### Written request A
Count the lines in the records that contain the string "security". Output only the number.

★ ★ ★ ★

His own poetry deals with those primitive energies – ecstasy and terror – that cannot be approached by pure intellectual means and have been dismissed from the daylight experience of civilized man. Linked to the retrieval of archaic fantasies, mystical participations and primitive energies, modern art implied a retrieval of the invisible roots of our conscious thoughts and the assimilation of “the stratifications of history that cover savagery”.
15 In 1923, almost two years after the publication of Joyce’s Ulysses and a year after the publication of The Waste Land, Eliot hailed Joyce as the discoverer of a new artistic technique, “the mythical method”, which held for him “the importance of a scientific discovery”. 16 In Ulysses, Joyce used the Homeric argument of the Odyssey as the informing structure of the contemporary adventures of Leopold Bloom during his one-day wanderings through modern Dublin.
Eliot defined the mythical method as a “continuous parallel between contemporaneity and antiquity” which implied “a way of controlling, of ordering, of giving shape and significance to the immense panorama of futility and anarchy which is contemporary history”. 17 Regardless of what the mythical method might have meant for Joyce in “Ulysses, Order and Myth”, Eliot was indirectly expounding the structural principles that informed his own poem. The new literary method, Eliot emphasized, had been made possible by the new discoveries in “psychology …
ethnology, and The Golden Bough”,18 Frazer’s encyclopaedic compendium of classical texts, folklore, comparative religions, immemorial rites and faiths. Unlike Joyce, Eliot did not resort to a specific myth, but to a web of classical and anthropological sources. With its montages of overlapping traditions, The Waste Land shares the anthropological aspiration of setting up correspondences, analogies and equivalences between different cultures belonging to various temporal and cultural perspectives.

★ ★ ★ ★

### Written request B
Carry on the passage about Eliot and the mythical method from the point where it stops.

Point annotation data
★ ★ ★ ★

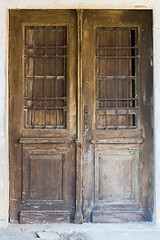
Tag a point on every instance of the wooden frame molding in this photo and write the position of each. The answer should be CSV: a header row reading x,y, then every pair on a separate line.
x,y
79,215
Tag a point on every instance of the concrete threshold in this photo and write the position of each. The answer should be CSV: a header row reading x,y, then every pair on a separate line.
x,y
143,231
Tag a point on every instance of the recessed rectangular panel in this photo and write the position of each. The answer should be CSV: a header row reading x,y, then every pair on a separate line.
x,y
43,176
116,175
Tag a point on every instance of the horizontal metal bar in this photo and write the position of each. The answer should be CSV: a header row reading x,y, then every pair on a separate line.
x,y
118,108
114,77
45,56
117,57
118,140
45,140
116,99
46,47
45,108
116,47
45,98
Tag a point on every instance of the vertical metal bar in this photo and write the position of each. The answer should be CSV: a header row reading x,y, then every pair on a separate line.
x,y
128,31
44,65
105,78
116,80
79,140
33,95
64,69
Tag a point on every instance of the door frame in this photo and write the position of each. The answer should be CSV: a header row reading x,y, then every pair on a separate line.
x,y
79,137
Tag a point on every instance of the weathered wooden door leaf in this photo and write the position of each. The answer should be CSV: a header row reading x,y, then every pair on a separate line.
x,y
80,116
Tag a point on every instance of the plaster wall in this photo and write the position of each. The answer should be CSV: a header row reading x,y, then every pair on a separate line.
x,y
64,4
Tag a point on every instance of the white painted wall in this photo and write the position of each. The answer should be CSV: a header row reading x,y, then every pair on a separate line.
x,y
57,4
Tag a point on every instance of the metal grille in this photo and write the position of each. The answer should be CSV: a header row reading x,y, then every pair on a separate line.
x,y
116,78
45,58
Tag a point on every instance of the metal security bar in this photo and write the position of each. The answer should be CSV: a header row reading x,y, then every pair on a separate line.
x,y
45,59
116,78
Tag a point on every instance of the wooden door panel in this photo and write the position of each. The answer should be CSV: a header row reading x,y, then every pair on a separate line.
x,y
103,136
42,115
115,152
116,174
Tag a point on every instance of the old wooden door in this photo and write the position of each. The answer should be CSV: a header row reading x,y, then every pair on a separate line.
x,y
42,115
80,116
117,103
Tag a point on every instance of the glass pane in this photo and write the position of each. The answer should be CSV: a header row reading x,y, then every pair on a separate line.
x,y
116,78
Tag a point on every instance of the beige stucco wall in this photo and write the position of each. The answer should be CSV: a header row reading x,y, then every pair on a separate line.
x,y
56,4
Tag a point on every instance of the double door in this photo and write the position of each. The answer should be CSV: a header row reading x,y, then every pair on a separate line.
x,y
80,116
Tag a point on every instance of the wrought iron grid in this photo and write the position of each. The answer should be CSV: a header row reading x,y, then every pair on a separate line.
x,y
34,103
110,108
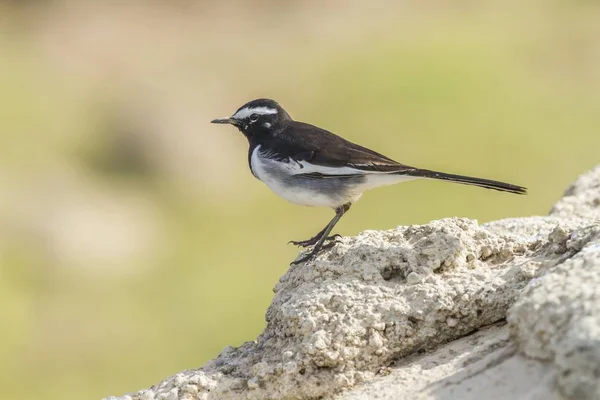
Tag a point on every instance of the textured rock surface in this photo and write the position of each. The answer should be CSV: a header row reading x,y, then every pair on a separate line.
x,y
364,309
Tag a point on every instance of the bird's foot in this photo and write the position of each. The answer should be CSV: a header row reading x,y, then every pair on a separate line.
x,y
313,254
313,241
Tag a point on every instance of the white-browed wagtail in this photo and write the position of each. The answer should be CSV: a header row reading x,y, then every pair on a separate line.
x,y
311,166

★ ★ ★ ★

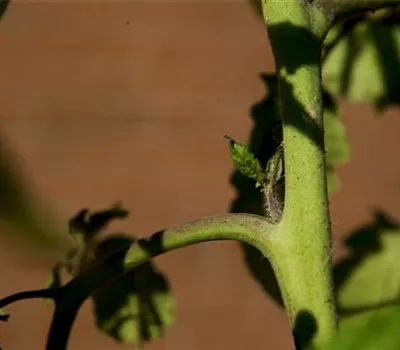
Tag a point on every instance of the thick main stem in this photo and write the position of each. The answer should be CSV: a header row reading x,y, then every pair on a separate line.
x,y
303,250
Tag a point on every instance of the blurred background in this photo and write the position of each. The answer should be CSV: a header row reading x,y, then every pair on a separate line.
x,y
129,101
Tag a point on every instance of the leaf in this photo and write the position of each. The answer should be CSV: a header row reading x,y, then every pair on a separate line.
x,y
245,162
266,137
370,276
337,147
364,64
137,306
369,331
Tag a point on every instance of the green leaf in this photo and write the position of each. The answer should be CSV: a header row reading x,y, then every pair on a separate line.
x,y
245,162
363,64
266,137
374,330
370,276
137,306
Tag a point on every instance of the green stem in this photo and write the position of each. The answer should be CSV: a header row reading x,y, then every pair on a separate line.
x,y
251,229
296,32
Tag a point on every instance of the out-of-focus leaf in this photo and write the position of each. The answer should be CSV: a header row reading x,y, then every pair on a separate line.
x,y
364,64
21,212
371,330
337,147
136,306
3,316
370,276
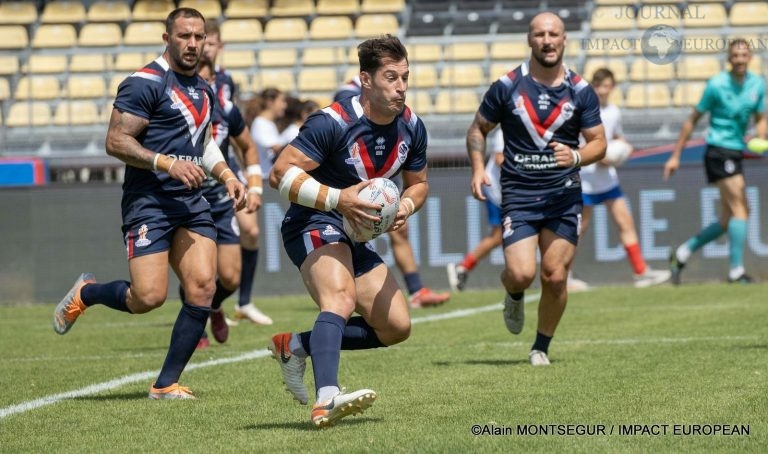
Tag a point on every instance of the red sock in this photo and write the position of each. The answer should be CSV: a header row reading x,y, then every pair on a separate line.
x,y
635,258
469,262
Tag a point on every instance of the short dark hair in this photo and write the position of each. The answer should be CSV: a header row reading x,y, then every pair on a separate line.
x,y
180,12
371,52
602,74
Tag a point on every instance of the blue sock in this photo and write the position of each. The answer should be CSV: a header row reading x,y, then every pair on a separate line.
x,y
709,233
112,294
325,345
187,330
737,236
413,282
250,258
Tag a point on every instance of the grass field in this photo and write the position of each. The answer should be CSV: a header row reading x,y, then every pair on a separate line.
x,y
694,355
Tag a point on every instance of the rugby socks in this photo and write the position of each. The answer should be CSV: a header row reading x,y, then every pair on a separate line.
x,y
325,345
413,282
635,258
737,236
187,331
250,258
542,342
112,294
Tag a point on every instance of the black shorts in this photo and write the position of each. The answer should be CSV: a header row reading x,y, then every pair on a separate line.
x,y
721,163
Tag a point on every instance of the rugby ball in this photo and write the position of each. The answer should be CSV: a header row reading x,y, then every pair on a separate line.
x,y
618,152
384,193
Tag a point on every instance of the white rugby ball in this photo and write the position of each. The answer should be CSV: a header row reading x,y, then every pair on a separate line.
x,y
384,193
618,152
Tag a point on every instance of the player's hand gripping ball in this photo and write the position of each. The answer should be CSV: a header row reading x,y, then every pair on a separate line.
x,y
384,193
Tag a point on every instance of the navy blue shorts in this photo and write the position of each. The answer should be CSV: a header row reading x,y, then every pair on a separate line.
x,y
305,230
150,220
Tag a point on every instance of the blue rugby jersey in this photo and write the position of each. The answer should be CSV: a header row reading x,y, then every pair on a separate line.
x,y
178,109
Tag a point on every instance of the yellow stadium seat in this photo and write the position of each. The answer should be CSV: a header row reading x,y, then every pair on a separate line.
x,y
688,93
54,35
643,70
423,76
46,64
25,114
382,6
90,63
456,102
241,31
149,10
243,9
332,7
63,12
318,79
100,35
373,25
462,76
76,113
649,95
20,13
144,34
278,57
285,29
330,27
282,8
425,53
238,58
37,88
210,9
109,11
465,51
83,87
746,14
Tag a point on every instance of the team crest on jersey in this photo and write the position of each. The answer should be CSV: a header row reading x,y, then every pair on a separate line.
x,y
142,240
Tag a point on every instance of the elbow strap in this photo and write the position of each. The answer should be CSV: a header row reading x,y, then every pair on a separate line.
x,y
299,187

★ ★ ★ ★

### Exercise result A
1

### Exercise result B
The poem flows over multitudes of points of view and establishes links between different sets of beliefs that lie at the foundations of “the mind of Europe”, a mind that “abandons nothing en route”,19 conceived as a repository for individual and collective memory. Its atemporal nature is endowed with an almost Jungian blend of mythic time and psychological history. The Waste Land is the poetical illustration of Eliot’s historical sense and what it means to write with “a feeling that the whole of literature from Homer … has a simultaneous existence and composes a simultaneous order”.
20 Eliot recognized Frazer’s indelible impact on the literary and psychological circles of his generation. Frazer had shaped the contours of the “contemporary mind” and extended its consciousness “into as dark and backward an abysm of time as has yet been explored”. Eliot believed The Golden Bough was “the complimentary [sic] work of Freud” and of greater “permanence”, since it did not present a “theory”, but a “vision” or a “point of view”. More importantly, The Golden Bough brought “its light on the obscurities of the soul from a different angle” and gave evidence of “the agony of spiritual life”.
Eliot found in anthropology and psychology the fountainhead of a new poetic idiom. He challenged scientific claims to explain mythico-religious phenomena from sociological, positivist or empirical perspectives. Eliot disapproved of Frazer’s theories, feeling that he reduced archaic religions to a complex of irrational superstitions that could be surpassed only by progress and the certitudes of scientific reason. 23 Frazer’s evolutionary framework was for him a mere mystification of religious experience.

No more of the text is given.